┌──

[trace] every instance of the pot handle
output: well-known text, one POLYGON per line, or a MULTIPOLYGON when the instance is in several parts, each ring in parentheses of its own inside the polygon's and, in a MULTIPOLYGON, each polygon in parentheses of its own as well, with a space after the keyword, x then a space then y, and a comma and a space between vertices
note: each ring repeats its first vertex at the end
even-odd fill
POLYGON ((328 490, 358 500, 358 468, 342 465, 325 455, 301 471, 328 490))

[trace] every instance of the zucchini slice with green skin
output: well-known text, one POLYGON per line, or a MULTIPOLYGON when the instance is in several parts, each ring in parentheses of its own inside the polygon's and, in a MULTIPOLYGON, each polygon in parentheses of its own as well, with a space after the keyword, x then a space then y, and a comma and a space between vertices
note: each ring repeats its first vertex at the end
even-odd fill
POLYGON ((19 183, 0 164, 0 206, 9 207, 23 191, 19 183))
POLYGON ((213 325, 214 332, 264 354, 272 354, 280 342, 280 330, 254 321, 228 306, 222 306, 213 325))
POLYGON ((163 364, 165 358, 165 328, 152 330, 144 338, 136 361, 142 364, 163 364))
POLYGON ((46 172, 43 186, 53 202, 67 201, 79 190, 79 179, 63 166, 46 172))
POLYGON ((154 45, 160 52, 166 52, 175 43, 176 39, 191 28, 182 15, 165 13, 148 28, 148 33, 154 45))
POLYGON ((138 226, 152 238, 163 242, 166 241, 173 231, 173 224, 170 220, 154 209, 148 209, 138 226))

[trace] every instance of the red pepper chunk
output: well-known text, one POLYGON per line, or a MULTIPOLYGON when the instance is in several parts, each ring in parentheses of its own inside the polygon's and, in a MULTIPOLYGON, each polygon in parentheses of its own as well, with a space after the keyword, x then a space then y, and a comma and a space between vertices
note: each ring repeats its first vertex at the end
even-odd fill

└──

■ WORK TO DO
Render every line of the records above as a numbered list, omitting the blank lines.

■ FULL SOLUTION
1. [trace] every instance of the pot handle
2. output: well-known text, one POLYGON per line, or a MULTIPOLYGON when the instance is in several parts, each ring in parentheses of its own inside the polygon's and, in a MULTIPOLYGON, each polygon in parentheses of its own as well, with a space after the keyword, x then a space then y, and a comma and a space between vertices
3. note: each ring repeats its first vertex at the end
4. even-odd fill
5. POLYGON ((328 490, 358 500, 358 468, 342 465, 325 455, 301 471, 328 490))
6. [trace] every instance of the zucchini slice with green skin
7. output: well-known text, one POLYGON per line, or a MULTIPOLYGON when the instance is in several parts, each ring in parentheses of its own inside the polygon's and, in a MULTIPOLYGON, each polygon in parentheses of its own as well, with a space after the keyword, x then a space then y, and a comma and a space between vertices
8. note: each ring repeats its first vertex at the end
9. even-odd fill
10. POLYGON ((19 183, 0 164, 0 206, 9 207, 23 191, 19 183))
11. POLYGON ((213 325, 214 332, 264 354, 272 354, 280 342, 280 330, 254 321, 228 306, 222 306, 213 325))
12. POLYGON ((163 364, 165 358, 165 328, 152 330, 144 338, 136 361, 142 364, 163 364))
13. POLYGON ((46 172, 43 186, 53 202, 67 201, 79 190, 79 179, 63 166, 46 172))
14. POLYGON ((154 45, 160 52, 166 52, 175 43, 176 39, 191 28, 182 15, 165 13, 148 28, 148 33, 154 45))
15. POLYGON ((138 226, 152 238, 163 242, 166 241, 173 231, 173 224, 170 220, 154 209, 148 209, 138 226))
16. [trace] every instance of the red pepper chunk
17. output: well-known text, one POLYGON per line, or a MULTIPOLYGON when the instance is in several parts, each ring in parentheses of its own inside the polygon's and, in a MULTIPOLYGON, each polygon in parentheses of its own as well, with a space after the keyword, x then a space then y, and a comma and a space between vertices
18. note: each ring repeats its first vertex at the end
19. even-odd fill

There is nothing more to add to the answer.